- [Requests]:
#1 In the post on the ETP income target, what years does the World Bank data sample span?
#2 List every US dollar amount mentioned in the post on the ETP income target.
#3 Continue the post on the ETP income target from the point where it stops.

* begin Selection *

This is going to be a technical post – feel free to skip to the end if you’re not comfortable with the math.
There’s apparently some question of why the ETP has a target of USD15,000 in per capita GNI by 2020, and how it was derived.
Scepticism over the target has always struck me as a little strange because of the uncertainty of forecasting over such a long horizon, and the desire for pseudo-precision involved in assuming such targets are meant to be operative. I mean – if you manage to get to USD14,999, does that mean we’ve failed? How about USD15,001? Would USD15,002 be significantly better?
Given the imprecision in aggregate economic statistics, particularly national account statistics, the desire for such accuracy is an exercise in futility. Nevertheless, doing a forecast projection is a more or less trivial exercise, which I’m going to try to demonstrate.
First the data – the ETP target is actually derived from the World Bank’s high income classification, which can be downloaded here, and the sample runs from 1988 to 2012. I had to fudge the data a bit, because the World Bank’s financial year starts in July, rather than January. And the reason why that’s important is because at an operational level, the income thresholds that the Bank uses is actually meant for determining loan eligibility.
The plot of the data is as below (GNI per capita in USD):
Note that while it is mostly increasing over time, the high income threshold isn’t exactly a linear progression. That presents a bit of a problem which I’ll get into later.
The model I’m using is an AR(1) model with a time trend:
Ln(GNI) = α + β*T + γ*AR(1) + ε
…where T is time. The auto-regressive term helps manage a serial correlation problem that’s present in the standard regression estimation.
Here ‘s the result of the preliminary run through:
Ln(GNI) = 8.15 + 0.02*T + [AR(1)=0.76] R2 = 0.94
All the coefficients are statistically significant at the 0.1% level. There’s significant heteroscedasticity in the residuals, so the estimation uses White’s heteroscedasticity-consistent errors.

* end Selection *
* begin Information shown *

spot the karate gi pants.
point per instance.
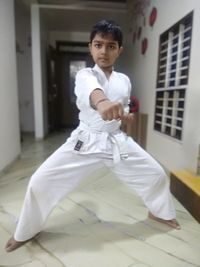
(65, 169)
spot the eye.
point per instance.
(98, 46)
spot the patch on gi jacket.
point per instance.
(78, 145)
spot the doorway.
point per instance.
(62, 69)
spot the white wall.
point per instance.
(171, 153)
(24, 68)
(9, 113)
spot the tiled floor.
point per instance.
(101, 224)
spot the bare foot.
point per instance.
(172, 223)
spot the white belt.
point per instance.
(119, 149)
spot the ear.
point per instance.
(90, 46)
(121, 50)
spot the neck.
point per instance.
(107, 71)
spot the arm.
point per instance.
(107, 109)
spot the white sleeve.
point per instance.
(85, 83)
(127, 99)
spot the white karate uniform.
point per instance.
(93, 145)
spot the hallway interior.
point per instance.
(100, 224)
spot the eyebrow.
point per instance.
(97, 41)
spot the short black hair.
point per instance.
(105, 27)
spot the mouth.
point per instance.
(103, 59)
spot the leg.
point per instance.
(54, 179)
(149, 180)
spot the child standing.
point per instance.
(102, 98)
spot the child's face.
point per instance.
(104, 50)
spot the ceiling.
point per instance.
(79, 15)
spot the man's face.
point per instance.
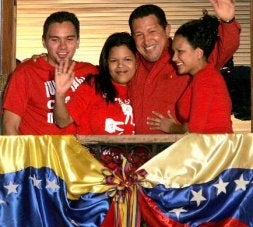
(150, 37)
(61, 42)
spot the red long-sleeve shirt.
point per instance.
(205, 105)
(157, 86)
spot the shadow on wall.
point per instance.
(239, 85)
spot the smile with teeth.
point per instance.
(149, 47)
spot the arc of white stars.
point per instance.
(178, 211)
(36, 182)
(52, 185)
(12, 188)
(221, 186)
(197, 197)
(241, 183)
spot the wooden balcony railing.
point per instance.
(137, 149)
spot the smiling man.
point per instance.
(157, 85)
(29, 96)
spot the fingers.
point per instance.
(65, 67)
(159, 115)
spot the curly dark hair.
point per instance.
(60, 17)
(103, 82)
(202, 33)
(146, 10)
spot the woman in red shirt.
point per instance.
(102, 105)
(205, 106)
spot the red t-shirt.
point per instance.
(93, 115)
(30, 94)
(157, 86)
(206, 104)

* end Information shown *

- [Exercise answers]:
#1 1988 to 2012

#2 USD15,000; USD14,999; USD15,001; USD15,002

#3
So what does all those numbers mean? Essentially, for every unit increase in T, Ln(GNI) increases by 0.02. In EconoEnglish: the high income threshold increases 2% every year. To be more precise, it increases by 2.04448753251947% every year, more or less. Yes, that was sarcasm.
Projecting that forward, we obtain a point estimate of USD14,492.89 by 2020 and a 95% confidence range forecast of USD16,470 to USD12,515 (standard error of USD1,149.7). The USD15,000 target is approximately just under the 66% boundary, i.e. there’s about a one-third probability of the high income threshold actually exceeding that level based on this projection.
In other words, the USD15,000 target is a “stretch” target that’s still achievable, and gives a better than 50% chance of Malaysia being classed as a high income country if we actually get there.
Now, to return to that problem I mentioned – the heteroscedasticity problem means that the estimated coefficients and the forecast projections can be sensitive to the sample used in the estimation. Robustness checks via changing the sample size resulted in significant changes in the estimated coefficients and the final forecast.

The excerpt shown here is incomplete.